* _Given text_:
Canyonlands near Moab, Utah

Canyonlands near Moab, Utah

Indeed! When I got laid off from my job, I felt fearful and despondent. Along with the support from family and

friends, I felt the time outdoors helped me find the strength to carry on. Sometimes my self talk can turn sour, so the noises of nature, be it a tree creaking, a bird singing, or my feet shuffling through the leaves, helps soothe my soul. In 1993, I took a course in Transcendental Meditation (TM) techniques. I often do TM while on my hikes even with my dog in tow. It is really something to behold sitting on a mountain top practicing TM. I also enjoy the company of friends while on the trails. Some of the most interesting conversations have cropped up while ambling through the forest.

What was your most memorable outdoor adventure?

Brandon Gap

Brandon Gap, VT, hike with my son, Michael

There are a plethora of memorable moments, so I find it most difficult to declare a favorite. I was very enchanted with the Scottish countryside and the Swiss/Austrian Alps. I also have incredible memories of adventures in the Adirondacks (upstate New York), the Green Mountains (Vermont), the White Mountains, and the Smoky and Blue Ridge Mountains (North Carolina). And Yosemite was one of the most beautiful as were the Montana Rockies. And Joshua Tree and Moab, Utah were a different kind of spectacular. Scotland’s beauty captured my heart. ALL of my hikes with my son were most memorable. I started him out young. I always enjoyed seeing how much fun he had making camp, building a campfire, canoeing, hiking and bird watching. He loved to identify birds and draw/color pictures of them. My favorite hiking memories are not limited to rural outings. I have been on some very memorable urban hikes. I walked from the port of Montreal to the top of Mount Royal navigating through old neighborhoods and ethnic districts. Also hiked from Notting Hill to the Tower of London and saw the changing of the guard along the way. Hiking around the fabulous city of San Francisco needs no explanation! I also love setting out with newbie hikers and seeing their love for nature blossom.

Your photos are a beautiful way to document your travels, but do you find photography to also be a creative outlet for you? Have you ever dabbled in landscape drawing or painting?

* _Data to examine_:
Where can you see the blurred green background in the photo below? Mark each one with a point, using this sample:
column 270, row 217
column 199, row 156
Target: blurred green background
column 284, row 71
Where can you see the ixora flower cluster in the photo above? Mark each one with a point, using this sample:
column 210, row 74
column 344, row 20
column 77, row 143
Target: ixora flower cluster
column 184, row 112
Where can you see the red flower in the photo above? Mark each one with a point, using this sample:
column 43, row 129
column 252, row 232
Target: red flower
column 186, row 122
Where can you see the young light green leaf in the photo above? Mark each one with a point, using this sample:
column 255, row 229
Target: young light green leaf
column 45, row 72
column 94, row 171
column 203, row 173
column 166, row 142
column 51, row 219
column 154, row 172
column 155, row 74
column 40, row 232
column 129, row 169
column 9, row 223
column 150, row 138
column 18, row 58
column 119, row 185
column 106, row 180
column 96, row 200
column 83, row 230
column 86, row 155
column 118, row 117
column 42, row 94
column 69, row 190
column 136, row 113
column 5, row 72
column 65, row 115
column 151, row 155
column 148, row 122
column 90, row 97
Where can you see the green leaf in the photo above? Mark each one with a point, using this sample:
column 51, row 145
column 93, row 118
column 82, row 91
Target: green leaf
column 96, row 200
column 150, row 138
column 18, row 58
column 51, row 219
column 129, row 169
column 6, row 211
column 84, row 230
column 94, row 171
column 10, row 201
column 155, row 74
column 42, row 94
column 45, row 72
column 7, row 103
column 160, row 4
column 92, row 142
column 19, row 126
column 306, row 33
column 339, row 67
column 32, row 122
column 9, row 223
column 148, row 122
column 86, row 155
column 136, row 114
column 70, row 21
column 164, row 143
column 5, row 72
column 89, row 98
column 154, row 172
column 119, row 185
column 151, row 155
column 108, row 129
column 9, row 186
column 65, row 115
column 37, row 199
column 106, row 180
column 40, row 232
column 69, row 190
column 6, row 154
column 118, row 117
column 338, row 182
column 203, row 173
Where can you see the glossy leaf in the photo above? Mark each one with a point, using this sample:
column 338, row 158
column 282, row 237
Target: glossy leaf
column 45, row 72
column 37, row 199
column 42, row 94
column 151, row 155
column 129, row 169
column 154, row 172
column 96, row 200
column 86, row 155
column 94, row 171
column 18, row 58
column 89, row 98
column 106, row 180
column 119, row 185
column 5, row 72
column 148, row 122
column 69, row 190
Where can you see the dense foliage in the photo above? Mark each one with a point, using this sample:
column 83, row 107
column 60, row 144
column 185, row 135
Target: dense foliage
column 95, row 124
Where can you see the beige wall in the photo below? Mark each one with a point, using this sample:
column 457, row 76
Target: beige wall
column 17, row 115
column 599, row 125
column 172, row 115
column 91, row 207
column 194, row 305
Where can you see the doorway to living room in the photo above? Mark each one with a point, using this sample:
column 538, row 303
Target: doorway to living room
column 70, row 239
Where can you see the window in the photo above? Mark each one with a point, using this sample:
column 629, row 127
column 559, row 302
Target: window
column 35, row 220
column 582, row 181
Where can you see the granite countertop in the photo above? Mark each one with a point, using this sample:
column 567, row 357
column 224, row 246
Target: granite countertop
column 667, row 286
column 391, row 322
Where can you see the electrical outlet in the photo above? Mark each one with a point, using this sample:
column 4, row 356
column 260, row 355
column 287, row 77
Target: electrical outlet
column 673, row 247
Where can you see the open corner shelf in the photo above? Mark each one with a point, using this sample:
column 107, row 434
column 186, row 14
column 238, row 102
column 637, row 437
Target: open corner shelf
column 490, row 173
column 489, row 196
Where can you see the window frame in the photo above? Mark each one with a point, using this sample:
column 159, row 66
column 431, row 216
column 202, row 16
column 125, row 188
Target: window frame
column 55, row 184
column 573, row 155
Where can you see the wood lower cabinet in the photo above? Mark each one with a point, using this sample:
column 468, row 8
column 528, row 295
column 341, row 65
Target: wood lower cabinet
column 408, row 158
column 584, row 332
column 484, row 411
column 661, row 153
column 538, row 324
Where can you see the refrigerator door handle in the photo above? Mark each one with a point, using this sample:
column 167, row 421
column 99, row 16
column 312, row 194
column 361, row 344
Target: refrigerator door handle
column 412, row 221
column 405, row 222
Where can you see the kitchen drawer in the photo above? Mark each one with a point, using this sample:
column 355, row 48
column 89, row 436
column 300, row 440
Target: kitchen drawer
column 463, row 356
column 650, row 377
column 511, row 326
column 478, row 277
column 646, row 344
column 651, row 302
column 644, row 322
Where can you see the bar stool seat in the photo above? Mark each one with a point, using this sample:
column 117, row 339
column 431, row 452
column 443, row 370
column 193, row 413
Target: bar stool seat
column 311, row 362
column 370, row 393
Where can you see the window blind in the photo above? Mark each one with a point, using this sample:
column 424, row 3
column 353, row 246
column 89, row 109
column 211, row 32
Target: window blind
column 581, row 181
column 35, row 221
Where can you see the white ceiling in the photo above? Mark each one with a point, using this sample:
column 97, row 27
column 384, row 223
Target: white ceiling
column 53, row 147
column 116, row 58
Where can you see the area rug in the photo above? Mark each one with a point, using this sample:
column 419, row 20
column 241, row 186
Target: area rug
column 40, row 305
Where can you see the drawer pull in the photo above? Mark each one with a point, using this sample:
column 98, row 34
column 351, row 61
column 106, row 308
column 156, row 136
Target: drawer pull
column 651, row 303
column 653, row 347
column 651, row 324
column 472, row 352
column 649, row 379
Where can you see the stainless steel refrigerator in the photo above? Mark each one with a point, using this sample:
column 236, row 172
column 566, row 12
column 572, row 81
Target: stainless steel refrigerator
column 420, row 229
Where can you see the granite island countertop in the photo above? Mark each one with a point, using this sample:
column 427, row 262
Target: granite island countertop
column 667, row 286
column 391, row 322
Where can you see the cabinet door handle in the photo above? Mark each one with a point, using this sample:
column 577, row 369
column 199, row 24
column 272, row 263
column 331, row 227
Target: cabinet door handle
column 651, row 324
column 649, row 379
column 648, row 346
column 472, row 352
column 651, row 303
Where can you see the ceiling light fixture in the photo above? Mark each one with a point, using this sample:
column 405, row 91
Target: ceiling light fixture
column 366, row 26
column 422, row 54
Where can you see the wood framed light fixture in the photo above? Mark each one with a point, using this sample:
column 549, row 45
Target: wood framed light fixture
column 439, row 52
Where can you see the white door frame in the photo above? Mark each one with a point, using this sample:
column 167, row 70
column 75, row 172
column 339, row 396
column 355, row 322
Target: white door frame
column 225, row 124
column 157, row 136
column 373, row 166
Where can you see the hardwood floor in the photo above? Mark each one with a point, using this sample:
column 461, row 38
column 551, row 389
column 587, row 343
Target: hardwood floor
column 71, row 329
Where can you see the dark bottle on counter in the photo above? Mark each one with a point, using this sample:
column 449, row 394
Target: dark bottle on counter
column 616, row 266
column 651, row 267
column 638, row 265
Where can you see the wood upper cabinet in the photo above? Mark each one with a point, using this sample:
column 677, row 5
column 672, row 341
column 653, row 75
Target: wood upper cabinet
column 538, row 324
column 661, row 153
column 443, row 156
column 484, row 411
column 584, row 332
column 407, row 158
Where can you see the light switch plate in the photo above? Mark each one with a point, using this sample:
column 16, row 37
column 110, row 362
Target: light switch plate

* _Brief_: Write what comes next in the hiking text, picking up after its final question. The records have nothing to do with the hiking text and should be treated as their own material.

* _Result_:
Near Glacier National Park, Montana

Near Glacier National Park, Montana

Yes, photography is a creative outlet, but of late, I have become lazy with my cell phone camera. I have a perfectly good camera but just seem to whip out the cell phone for pictures. The other day, I saw a photographer with his camera on tripod attempting to capture the fall colors. It motivated me to get my camera back out and start taking better quality pictures and bringing back photography as a ritual instead of a “fast food drive thru” experience. I have dabbled in landscape painting, but I have friends who are very good artists, so I rather enjoy looking at their works over my own. In fact, one friend painted a scene from one of my pictures. Maybe I will get the brush and paints out again at another phase of my life.

What’s next for you?

Professionally, I am still looking for full time employment. That will determine where I will move. I am finding my age to be working against me as I compete for jobs. On a personal level, I want to continue to check off hiking spots on my bucket list. Iceland, South America, and Isle of Skye are at the top of the bucket. Also want to get involved in a mentoring program where I, along with my dog, can take young people out on trails to help enrich their lives. I truly believe we are responsible for one another. Many people, young and old, are hurting, so acts of kindness will help ease one’s load and outdoor adventure will help give them a new perspective. I will also remain active in saving our Earth.

White Mountains

Canadian Jay landed on my hand while hiking the White Mountains, NH.


  1. I enjoyed reading this. You have had wonderful adventures and made a life, not just a living. Good luck in your quests, both professionally and travel/hiking.


  2. Such a great article about a great and amazing woman. I had the honor of a visit from her this past summer and hope to hike with her someday!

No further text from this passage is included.